BEGIN Stored records
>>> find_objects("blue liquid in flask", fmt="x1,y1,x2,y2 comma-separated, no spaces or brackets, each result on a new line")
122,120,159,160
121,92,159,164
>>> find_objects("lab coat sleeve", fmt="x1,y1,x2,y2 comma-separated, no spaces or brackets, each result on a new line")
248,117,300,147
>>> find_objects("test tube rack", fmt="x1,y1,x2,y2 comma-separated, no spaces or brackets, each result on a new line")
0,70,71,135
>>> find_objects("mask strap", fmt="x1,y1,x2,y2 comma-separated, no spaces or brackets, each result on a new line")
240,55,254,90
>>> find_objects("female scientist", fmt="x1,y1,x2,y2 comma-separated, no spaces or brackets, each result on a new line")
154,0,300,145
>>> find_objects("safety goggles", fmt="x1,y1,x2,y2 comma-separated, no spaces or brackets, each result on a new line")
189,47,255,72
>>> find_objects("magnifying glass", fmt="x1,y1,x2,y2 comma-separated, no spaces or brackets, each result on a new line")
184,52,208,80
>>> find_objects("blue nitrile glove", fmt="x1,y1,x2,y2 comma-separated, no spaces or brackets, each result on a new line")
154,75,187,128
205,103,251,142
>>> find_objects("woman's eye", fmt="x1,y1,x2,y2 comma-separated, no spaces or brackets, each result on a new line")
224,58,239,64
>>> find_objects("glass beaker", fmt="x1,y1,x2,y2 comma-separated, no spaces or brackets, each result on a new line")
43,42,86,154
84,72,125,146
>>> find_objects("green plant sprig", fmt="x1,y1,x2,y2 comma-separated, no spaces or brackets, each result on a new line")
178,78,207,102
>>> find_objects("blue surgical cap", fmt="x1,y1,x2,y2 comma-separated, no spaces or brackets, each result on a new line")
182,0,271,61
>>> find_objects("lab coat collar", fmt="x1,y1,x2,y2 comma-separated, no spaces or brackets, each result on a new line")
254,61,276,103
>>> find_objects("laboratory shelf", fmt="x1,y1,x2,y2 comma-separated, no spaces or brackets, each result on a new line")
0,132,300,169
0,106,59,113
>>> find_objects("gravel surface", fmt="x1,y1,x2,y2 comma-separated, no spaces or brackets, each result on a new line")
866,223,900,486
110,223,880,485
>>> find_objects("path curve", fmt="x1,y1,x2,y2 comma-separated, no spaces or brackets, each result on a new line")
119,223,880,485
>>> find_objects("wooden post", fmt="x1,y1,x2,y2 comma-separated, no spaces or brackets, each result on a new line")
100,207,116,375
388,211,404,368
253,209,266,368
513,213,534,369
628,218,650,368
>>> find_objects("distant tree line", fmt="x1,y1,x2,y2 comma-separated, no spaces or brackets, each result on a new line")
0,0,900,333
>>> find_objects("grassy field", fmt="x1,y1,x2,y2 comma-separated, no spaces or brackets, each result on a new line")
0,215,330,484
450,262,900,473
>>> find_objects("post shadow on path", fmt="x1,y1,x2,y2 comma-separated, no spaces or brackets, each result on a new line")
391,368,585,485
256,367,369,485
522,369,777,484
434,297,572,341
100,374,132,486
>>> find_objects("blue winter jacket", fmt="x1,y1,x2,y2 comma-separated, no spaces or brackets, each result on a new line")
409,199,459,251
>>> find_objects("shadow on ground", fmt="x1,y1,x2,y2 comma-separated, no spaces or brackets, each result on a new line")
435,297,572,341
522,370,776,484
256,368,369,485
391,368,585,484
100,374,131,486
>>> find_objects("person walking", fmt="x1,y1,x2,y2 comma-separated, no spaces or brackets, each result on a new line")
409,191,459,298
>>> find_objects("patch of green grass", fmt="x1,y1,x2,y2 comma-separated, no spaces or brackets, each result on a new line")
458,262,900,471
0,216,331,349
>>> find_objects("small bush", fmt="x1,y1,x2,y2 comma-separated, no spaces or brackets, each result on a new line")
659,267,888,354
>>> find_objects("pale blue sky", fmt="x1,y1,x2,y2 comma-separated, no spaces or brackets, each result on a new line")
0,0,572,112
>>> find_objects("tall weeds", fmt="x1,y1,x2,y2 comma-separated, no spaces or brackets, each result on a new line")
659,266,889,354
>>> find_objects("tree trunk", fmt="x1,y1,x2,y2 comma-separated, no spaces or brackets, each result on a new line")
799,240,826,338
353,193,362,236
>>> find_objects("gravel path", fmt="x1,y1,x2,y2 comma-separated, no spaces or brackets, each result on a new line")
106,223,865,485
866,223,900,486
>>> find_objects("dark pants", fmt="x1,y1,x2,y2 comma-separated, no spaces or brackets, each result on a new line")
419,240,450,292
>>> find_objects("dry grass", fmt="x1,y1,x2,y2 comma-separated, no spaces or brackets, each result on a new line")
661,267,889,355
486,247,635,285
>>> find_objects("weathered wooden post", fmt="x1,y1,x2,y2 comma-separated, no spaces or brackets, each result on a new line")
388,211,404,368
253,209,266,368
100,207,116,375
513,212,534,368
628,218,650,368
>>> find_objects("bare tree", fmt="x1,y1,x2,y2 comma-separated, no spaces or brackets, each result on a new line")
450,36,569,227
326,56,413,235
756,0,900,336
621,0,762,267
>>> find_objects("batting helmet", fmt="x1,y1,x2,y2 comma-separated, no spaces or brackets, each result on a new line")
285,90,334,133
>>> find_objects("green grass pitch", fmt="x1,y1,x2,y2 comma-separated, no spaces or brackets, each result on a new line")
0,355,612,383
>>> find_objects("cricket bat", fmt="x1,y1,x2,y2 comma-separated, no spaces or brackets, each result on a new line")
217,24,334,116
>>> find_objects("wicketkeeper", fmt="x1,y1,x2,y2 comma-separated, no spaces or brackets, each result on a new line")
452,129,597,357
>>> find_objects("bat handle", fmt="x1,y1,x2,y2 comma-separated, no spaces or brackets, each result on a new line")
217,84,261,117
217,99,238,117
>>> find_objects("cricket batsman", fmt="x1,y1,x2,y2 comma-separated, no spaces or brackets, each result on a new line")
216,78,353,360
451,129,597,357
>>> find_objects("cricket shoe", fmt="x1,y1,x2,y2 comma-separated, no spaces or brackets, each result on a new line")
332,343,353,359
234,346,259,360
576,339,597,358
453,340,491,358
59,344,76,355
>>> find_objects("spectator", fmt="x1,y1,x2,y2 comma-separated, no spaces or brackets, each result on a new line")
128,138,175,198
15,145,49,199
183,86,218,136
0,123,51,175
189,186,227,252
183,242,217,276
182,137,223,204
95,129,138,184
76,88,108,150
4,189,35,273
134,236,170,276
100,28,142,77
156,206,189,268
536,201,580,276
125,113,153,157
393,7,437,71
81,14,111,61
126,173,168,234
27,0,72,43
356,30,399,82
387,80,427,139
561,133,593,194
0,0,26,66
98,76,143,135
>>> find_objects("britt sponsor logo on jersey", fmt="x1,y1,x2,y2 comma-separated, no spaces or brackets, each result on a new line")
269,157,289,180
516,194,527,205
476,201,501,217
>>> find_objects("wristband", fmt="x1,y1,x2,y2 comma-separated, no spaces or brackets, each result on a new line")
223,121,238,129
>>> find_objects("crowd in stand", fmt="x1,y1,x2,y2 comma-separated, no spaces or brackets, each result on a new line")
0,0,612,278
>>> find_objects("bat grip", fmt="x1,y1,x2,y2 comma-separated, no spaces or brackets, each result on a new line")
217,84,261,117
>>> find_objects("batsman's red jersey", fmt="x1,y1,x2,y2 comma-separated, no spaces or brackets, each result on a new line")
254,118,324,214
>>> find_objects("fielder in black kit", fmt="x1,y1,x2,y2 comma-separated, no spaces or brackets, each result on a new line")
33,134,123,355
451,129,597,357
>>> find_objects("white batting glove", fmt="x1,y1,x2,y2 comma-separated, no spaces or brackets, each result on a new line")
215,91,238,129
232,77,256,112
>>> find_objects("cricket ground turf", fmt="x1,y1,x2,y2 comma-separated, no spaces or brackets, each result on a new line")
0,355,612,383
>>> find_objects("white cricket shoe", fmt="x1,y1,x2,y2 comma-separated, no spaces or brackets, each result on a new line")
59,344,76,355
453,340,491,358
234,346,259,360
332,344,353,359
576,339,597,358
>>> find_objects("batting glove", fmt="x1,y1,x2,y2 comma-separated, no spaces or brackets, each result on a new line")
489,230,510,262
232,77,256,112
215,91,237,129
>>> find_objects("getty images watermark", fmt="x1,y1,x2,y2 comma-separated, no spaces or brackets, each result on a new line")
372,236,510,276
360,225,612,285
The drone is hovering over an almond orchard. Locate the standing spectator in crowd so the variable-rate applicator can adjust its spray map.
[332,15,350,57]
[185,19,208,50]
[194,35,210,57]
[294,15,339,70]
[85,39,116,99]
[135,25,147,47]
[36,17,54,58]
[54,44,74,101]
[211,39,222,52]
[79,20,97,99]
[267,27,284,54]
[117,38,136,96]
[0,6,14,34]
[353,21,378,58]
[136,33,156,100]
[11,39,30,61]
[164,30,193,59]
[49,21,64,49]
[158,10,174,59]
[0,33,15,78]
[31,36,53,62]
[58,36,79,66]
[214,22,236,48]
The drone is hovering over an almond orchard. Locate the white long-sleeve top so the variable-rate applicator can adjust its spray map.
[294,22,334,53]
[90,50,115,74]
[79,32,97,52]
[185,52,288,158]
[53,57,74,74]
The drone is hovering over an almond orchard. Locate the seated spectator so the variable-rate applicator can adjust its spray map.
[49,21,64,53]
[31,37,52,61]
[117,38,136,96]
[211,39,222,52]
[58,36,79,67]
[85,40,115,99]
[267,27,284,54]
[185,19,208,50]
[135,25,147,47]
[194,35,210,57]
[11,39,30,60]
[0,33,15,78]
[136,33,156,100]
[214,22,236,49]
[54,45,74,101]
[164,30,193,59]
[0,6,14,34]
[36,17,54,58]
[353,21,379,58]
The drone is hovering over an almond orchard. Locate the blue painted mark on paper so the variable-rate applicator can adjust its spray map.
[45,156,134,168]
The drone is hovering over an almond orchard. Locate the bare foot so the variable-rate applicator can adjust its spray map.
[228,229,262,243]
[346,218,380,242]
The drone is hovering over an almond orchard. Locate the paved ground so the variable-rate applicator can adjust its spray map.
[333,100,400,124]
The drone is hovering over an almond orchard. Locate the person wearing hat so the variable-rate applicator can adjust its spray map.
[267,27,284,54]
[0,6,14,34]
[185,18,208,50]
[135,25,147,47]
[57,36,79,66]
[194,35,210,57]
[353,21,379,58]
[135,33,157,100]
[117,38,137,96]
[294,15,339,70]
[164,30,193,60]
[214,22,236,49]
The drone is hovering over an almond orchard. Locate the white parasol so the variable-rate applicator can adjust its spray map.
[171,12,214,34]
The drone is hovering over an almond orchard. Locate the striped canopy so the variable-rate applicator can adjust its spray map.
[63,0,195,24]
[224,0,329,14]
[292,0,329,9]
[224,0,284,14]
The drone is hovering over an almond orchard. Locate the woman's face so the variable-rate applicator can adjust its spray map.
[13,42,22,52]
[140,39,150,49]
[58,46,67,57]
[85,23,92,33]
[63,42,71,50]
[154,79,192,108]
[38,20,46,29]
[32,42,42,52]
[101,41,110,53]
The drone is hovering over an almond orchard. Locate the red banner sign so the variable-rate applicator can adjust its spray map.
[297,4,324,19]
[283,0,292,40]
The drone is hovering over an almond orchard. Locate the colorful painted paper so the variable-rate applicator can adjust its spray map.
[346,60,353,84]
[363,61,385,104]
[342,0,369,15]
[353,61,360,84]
END Stored records
[Instructions to follow] Resize the records from the beginning up to and including the line with "184,52,208,80": write those lines out again with the requests, and multiply every bounding-box coordinate in the answers by 2.2, rounding to whole numbers with halves rounded up.

[Answer to the exercise]
>>> find_objects("blue liquid in flask", fmt="x1,y1,x2,y2 comma-separated, no spaces or brackets, each result on a new line")
268,264,350,352
266,202,350,361
>>> find_objects("lab coat sleeve", fmt="x1,y1,x2,y2 comma-separated, no spaces or brackets, each result on a new line")
546,257,660,323
>>> find_objects("test tube rack", fmt="x1,y1,x2,y2 comma-separated, no spaces or brackets, each result on a new line")
0,154,156,297
>>> find_objects("mask strap", fmt="x1,y1,x2,y2 comma-separated, no spaces or brackets, each result on a new line")
528,121,559,198
>>> find_objects("female scientist", fmt="x1,y1,x2,y2 comma-separated, no spaces or brackets, each result on a new line")
339,0,660,319
>>> find_objects("safety goggles", fmt="x1,y1,x2,y2 comma-separated, no spaces or brackets, each result on a new line")
416,103,561,158
>>> find_objects("magnifying glass", fmt="x1,y1,x2,y2 comma-separated, no spaces or brackets, each result on a new line")
405,114,458,176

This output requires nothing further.